## Your objective
Give the listing again word for word, excluding the pictures it contains.

## Material provided
★ ★ ★
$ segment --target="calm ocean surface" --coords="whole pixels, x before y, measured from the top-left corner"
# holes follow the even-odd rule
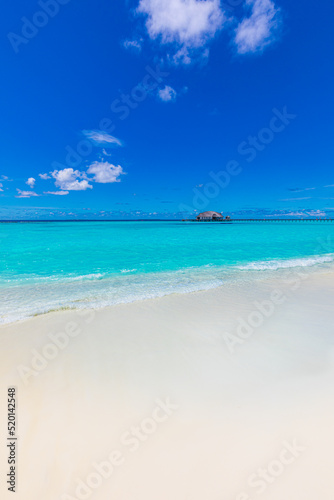
[[[326,268],[334,223],[0,224],[0,322]]]

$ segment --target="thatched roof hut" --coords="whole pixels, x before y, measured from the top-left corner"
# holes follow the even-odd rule
[[[196,217],[197,220],[217,220],[217,219],[223,219],[223,214],[220,212],[212,212],[211,210],[207,212],[202,212],[197,215]]]

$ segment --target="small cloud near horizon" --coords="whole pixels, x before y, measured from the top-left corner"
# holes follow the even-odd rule
[[[85,179],[86,174],[73,168],[64,168],[63,170],[54,170],[50,172],[55,179],[55,186],[61,191],[86,191],[93,186]],[[82,179],[82,180],[79,180]]]
[[[36,179],[34,179],[33,177],[29,177],[29,179],[27,180],[26,184],[31,188],[33,189],[33,187],[35,186],[35,182],[36,182]]]
[[[65,196],[67,194],[69,194],[69,191],[44,191],[44,194],[54,194],[54,195],[58,195],[58,196]]]
[[[284,200],[278,200],[278,201],[301,201],[301,200],[311,200],[311,196],[305,196],[303,198],[286,198]]]
[[[32,196],[40,196],[34,191],[21,191],[21,189],[16,189],[16,191],[18,192],[18,194],[15,196],[15,198],[31,198]]]
[[[87,169],[88,174],[94,175],[93,181],[99,184],[121,182],[119,177],[125,172],[120,165],[113,165],[107,161],[94,161]]]

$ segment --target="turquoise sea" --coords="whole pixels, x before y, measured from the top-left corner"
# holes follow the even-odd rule
[[[334,262],[334,223],[0,224],[0,322]]]

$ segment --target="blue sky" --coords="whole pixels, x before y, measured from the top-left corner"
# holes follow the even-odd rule
[[[17,0],[0,218],[334,214],[326,0]]]

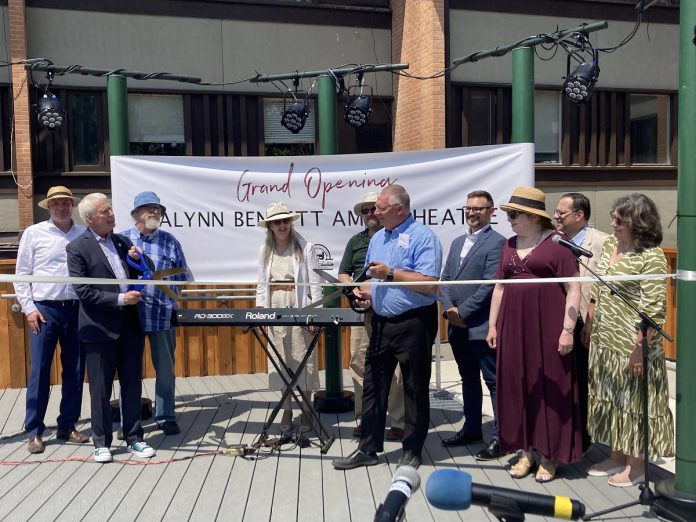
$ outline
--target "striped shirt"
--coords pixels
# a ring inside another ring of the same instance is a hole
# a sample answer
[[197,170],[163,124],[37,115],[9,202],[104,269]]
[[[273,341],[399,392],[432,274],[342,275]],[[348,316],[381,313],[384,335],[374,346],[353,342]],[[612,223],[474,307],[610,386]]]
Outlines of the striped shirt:
[[[144,235],[133,227],[122,232],[134,245],[139,246],[145,255],[152,260],[155,270],[166,268],[186,268],[186,273],[167,277],[176,281],[193,279],[186,264],[186,257],[181,243],[169,232],[155,230],[152,234]],[[178,292],[178,286],[170,287]],[[142,299],[138,303],[140,323],[145,332],[162,332],[172,327],[172,315],[177,308],[176,301],[159,290],[155,285],[145,285],[141,291]]]

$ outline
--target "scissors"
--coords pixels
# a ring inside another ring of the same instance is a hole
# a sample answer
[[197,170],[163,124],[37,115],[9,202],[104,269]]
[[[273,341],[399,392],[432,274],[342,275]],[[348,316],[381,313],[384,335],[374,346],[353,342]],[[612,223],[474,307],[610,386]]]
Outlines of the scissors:
[[[326,279],[329,283],[342,283],[342,281],[339,281],[336,279],[334,276],[329,274],[326,270],[322,270],[321,268],[315,268],[314,271],[319,274],[321,277]],[[353,283],[356,283],[353,286],[344,286],[342,288],[339,288],[335,292],[330,293],[329,295],[326,295],[319,299],[318,301],[314,301],[312,304],[307,305],[303,308],[303,310],[307,310],[308,308],[316,308],[317,306],[321,306],[324,303],[328,303],[329,301],[333,301],[334,299],[337,299],[341,297],[341,295],[344,295],[348,299],[348,304],[350,304],[350,307],[357,313],[359,314],[364,314],[367,312],[364,308],[361,308],[358,304],[358,298],[355,296],[353,293],[353,289],[358,286],[359,283],[362,283],[363,281],[367,281],[370,279],[370,276],[367,274],[368,267],[365,267],[362,272],[353,279]]]
[[[139,279],[142,279],[144,281],[150,281],[152,279],[162,279],[164,277],[170,277],[170,276],[175,276],[179,274],[184,274],[186,273],[185,268],[164,268],[162,270],[151,270],[150,267],[147,265],[145,262],[145,257],[141,254],[138,254],[138,260],[135,261],[131,256],[126,256],[126,261],[130,266],[135,268],[138,272],[140,272],[142,275],[140,276]],[[128,289],[129,290],[135,290],[136,292],[142,291],[143,287],[145,285],[129,285]],[[162,292],[164,292],[168,297],[171,297],[175,301],[179,299],[179,296],[174,292],[171,288],[168,286],[157,286]]]

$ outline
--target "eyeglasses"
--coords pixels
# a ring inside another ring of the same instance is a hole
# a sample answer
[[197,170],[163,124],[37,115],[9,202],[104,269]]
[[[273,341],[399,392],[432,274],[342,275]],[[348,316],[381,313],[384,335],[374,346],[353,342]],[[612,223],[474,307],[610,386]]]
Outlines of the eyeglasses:
[[392,207],[397,206],[398,204],[399,204],[399,203],[393,203],[393,204],[391,204],[391,205],[386,205],[386,206],[384,206],[384,207],[378,207],[378,206],[375,205],[375,210],[379,210],[379,213],[380,213],[380,214],[384,214],[387,210],[389,210],[389,209],[392,208]]
[[464,207],[464,212],[471,212],[472,214],[480,214],[485,212],[487,209],[493,207]]
[[275,225],[287,225],[288,223],[291,223],[291,222],[292,222],[292,219],[290,219],[290,218],[274,219],[273,221],[271,221],[271,223],[275,224]]
[[559,218],[563,219],[568,214],[574,214],[575,212],[576,212],[575,210],[568,210],[567,212],[563,212],[560,208],[557,208],[557,209],[554,209],[553,215],[558,216]]
[[517,219],[522,214],[526,214],[526,212],[520,212],[519,210],[510,210],[507,212],[508,219]]
[[162,212],[162,207],[159,205],[143,205],[140,207],[142,210],[145,210],[147,212],[150,212],[151,214],[156,214],[156,213],[161,213]]
[[613,212],[609,212],[609,219],[611,219],[612,223],[616,223],[617,226],[622,226],[622,225],[625,225],[627,223],[627,220],[621,219]]
[[360,213],[366,216],[367,214],[374,214],[375,210],[377,210],[377,207],[363,208]]

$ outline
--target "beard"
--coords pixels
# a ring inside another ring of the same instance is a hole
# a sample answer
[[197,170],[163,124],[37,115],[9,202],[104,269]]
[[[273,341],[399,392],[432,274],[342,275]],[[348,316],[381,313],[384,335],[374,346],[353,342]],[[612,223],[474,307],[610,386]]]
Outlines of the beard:
[[148,230],[157,230],[160,227],[160,220],[157,218],[148,218],[145,220],[145,228]]

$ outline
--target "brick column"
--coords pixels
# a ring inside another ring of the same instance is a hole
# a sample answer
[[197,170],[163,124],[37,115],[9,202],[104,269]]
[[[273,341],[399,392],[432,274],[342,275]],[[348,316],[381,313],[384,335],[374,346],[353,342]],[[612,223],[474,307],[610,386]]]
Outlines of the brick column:
[[[8,0],[10,24],[10,61],[15,63],[27,58],[27,35],[24,0]],[[34,187],[31,165],[31,125],[33,116],[29,102],[29,75],[24,65],[12,66],[12,97],[14,111],[14,161],[12,168],[17,176],[17,202],[19,204],[19,228],[24,230],[34,223]]]
[[[444,0],[393,0],[392,62],[409,74],[430,76],[445,68]],[[394,151],[445,147],[445,78],[394,75]]]

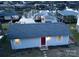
★ ★ ★
## Exercise response
$ segment --target="calm ocean surface" --coords="whole pixels, x before y, measured from the top-left corner"
# holes follow the even-odd rule
[[[326,268],[334,223],[0,224],[0,322]]]

$ segment --target="thatched roof hut" --coords="whole pixels, x before y, measured from the top-left corner"
# holes follow the even-odd rule
[[[196,217],[197,220],[217,220],[217,219],[223,219],[223,214],[220,212],[212,212],[211,210],[207,212],[202,212],[197,215]]]

$ segment --target="small cloud near horizon" --coords="whole pixels, x before y, measured from the top-left corner"
# holes follow the even-odd rule
[[[85,179],[86,174],[73,168],[64,168],[63,170],[54,170],[50,172],[55,179],[55,186],[61,191],[86,191],[93,186]],[[82,179],[82,180],[79,180]]]
[[[36,179],[34,179],[33,177],[29,177],[29,179],[27,180],[26,184],[31,188],[33,189],[33,187],[35,186],[35,182],[36,182]]]
[[[65,196],[67,194],[69,194],[69,191],[44,191],[44,194],[54,194],[54,195],[58,195],[58,196]]]
[[[284,200],[278,200],[278,201],[301,201],[301,200],[311,200],[311,196],[305,196],[303,198],[286,198]]]
[[[32,196],[40,196],[34,191],[21,191],[21,189],[16,189],[16,191],[18,192],[18,194],[15,196],[15,198],[31,198]]]
[[[87,169],[88,174],[94,175],[93,181],[99,184],[121,182],[119,177],[125,172],[120,165],[113,165],[107,161],[94,161]]]

$ segment --target="turquoise sea" --coords="whole pixels, x before y, measured from the top-left corner"
# holes follow the even-odd rule
[[[334,262],[334,223],[0,224],[0,322]]]

$ segment --target="blue sky" --coords="whole pixels, x before y, measured from the top-left corner"
# holes follow the even-odd rule
[[[17,0],[0,218],[334,214],[326,0]]]

$ outline
--target "striped shirt"
--coords pixels
# a ring inside another ring of the same instance is a hole
# a sample answer
[[197,170],[163,124],[37,115],[9,202],[104,269]]
[[[273,341],[399,392],[432,274],[342,275]],[[348,316],[381,313],[384,335],[374,346],[353,342]],[[612,223],[474,307],[610,386]]]
Outlines of the striped shirt:
[[[144,235],[133,227],[122,232],[134,245],[139,246],[145,255],[152,260],[155,270],[166,268],[186,268],[186,273],[167,277],[176,281],[193,279],[186,264],[186,257],[181,243],[169,232],[155,230],[152,234]],[[178,292],[178,286],[170,287]],[[142,299],[138,303],[140,323],[145,332],[162,332],[172,327],[172,315],[177,308],[176,301],[159,290],[155,285],[145,285],[141,291]]]

$ outline
--target "scissors"
--coords pixels
# a ring inside another ring of the same instance is a hole
# a sample answer
[[197,170],[163,124],[37,115],[9,202],[104,269]]
[[[273,341],[399,392],[432,274],[342,275]],[[348,316],[381,313],[384,335],[374,346],[353,342]],[[612,223],[474,307],[610,386]]]
Outlines of the scissors:
[[[326,279],[329,283],[342,283],[342,281],[339,281],[336,279],[334,276],[329,274],[326,270],[322,270],[321,268],[315,268],[314,271],[319,274],[321,277]],[[353,283],[356,283],[353,286],[344,286],[342,288],[339,288],[335,292],[330,293],[329,295],[326,295],[319,299],[318,301],[314,301],[312,304],[307,305],[303,308],[303,310],[307,310],[308,308],[316,308],[317,306],[321,306],[324,303],[328,303],[329,301],[333,301],[334,299],[337,299],[341,297],[341,295],[344,295],[348,299],[348,304],[350,304],[350,307],[357,313],[359,314],[364,314],[367,312],[364,308],[361,308],[358,304],[358,298],[355,296],[353,293],[353,289],[358,286],[359,283],[362,283],[363,281],[367,281],[370,279],[370,276],[367,274],[368,267],[365,267],[362,272],[353,279]]]
[[[139,279],[142,279],[144,281],[150,281],[152,279],[162,279],[164,277],[170,277],[170,276],[175,276],[179,274],[184,274],[186,273],[185,268],[164,268],[162,270],[151,270],[150,267],[147,265],[145,262],[145,257],[141,254],[138,254],[138,260],[135,261],[131,256],[126,256],[126,261],[130,266],[135,268],[138,272],[140,272],[142,275],[140,276]],[[128,289],[129,290],[135,290],[136,292],[142,291],[143,287],[145,285],[129,285]],[[162,292],[164,292],[168,297],[171,297],[175,301],[179,299],[179,296],[174,292],[171,288],[168,286],[157,286]]]

$ outline
--target "eyeglasses"
--coords pixels
# a ring inside another ring of the same instance is a hole
# a sample answer
[[197,170],[163,124],[37,115],[9,202],[104,269]]
[[[273,341],[399,392],[432,274],[342,275]],[[348,316],[381,313],[384,335],[374,346],[353,342]],[[612,223],[474,307],[610,386]]]
Outlines of the eyeglasses:
[[392,207],[397,206],[398,204],[399,204],[399,203],[393,203],[393,204],[391,204],[391,205],[386,205],[386,206],[384,206],[384,207],[378,207],[378,206],[375,205],[375,210],[379,210],[379,213],[380,213],[380,214],[384,214],[387,210],[389,210],[389,209],[392,208]]
[[464,207],[464,212],[471,212],[472,214],[480,214],[485,212],[487,209],[493,207]]
[[275,225],[287,225],[288,223],[291,223],[291,222],[292,222],[292,219],[290,219],[290,218],[274,219],[273,221],[271,221],[271,223],[275,224]]
[[559,218],[563,219],[568,214],[574,214],[575,212],[576,212],[575,210],[568,210],[567,212],[563,212],[560,208],[557,208],[557,209],[554,209],[553,215],[558,216]]
[[517,219],[522,214],[526,214],[526,212],[520,212],[519,210],[510,210],[507,212],[508,219]]
[[162,212],[162,207],[159,205],[143,205],[140,207],[142,210],[145,210],[147,212],[150,212],[151,214],[156,214],[156,213],[161,213]]
[[613,212],[609,212],[609,219],[611,219],[612,223],[616,223],[617,226],[622,226],[622,225],[625,225],[627,223],[627,220],[621,219]]
[[360,213],[366,216],[367,214],[374,214],[375,210],[377,210],[377,207],[363,208]]

$ outline
--target "beard"
--coords pixels
# a ring inside another ring of the same instance is a hole
# a sample answer
[[197,170],[163,124],[37,115],[9,202],[104,269]]
[[[273,341],[399,392],[432,274],[342,275]],[[348,316],[381,313],[384,335],[374,346],[353,342]],[[612,223],[474,307],[610,386]]]
Outlines of the beard:
[[148,230],[157,230],[160,227],[160,220],[157,218],[148,218],[145,220],[145,228]]

$ outline
--target "brick column"
--coords pixels
# a ring inside another ring of the same instance is a hole
# a sample answer
[[197,170],[163,124],[37,115],[9,202],[104,269]]
[[[273,341],[399,392],[432,274],[342,275]],[[348,316],[381,313],[384,335],[374,346],[353,342]],[[612,223],[474,307],[610,386]]]
Outlines of the brick column:
[[[8,0],[10,24],[10,61],[15,63],[27,58],[27,35],[24,0]],[[34,187],[31,165],[31,125],[33,116],[29,102],[29,75],[24,65],[12,66],[12,97],[14,111],[14,161],[12,168],[17,176],[17,202],[19,204],[19,228],[24,230],[34,223]]]
[[[444,0],[393,0],[392,62],[409,74],[430,76],[445,68]],[[394,151],[445,147],[445,78],[394,75]]]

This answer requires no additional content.